*GOAL OF THE EXERCISE*
Output the lines below from the one containing "the valley, and" through the end of the listing, inclusive, exactly as they appear, and nothing further.

##### DATA LISTING

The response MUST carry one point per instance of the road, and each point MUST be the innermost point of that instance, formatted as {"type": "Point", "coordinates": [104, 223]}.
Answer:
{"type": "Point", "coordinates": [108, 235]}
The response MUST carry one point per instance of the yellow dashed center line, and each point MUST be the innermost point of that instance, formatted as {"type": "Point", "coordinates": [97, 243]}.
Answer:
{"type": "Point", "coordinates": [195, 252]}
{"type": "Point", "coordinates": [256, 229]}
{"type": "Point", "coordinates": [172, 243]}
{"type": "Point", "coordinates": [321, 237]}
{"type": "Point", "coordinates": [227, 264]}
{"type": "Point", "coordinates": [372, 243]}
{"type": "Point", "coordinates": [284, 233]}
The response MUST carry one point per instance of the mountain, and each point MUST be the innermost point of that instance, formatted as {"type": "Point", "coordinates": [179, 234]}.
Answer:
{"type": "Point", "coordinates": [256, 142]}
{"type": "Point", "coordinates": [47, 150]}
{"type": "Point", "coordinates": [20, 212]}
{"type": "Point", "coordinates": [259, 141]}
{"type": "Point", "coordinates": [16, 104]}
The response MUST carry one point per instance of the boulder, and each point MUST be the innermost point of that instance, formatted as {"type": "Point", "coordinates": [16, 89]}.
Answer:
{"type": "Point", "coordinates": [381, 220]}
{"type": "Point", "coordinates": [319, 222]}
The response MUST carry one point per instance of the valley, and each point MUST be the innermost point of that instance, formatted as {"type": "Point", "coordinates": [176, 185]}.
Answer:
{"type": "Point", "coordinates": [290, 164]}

##########

*REPLY TO THE EXERCISE*
The response MUST carry one point per instance of the valley, and each point MUST be the innermost point of that instance, formatted as {"type": "Point", "coordinates": [176, 185]}.
Answer:
{"type": "Point", "coordinates": [290, 164]}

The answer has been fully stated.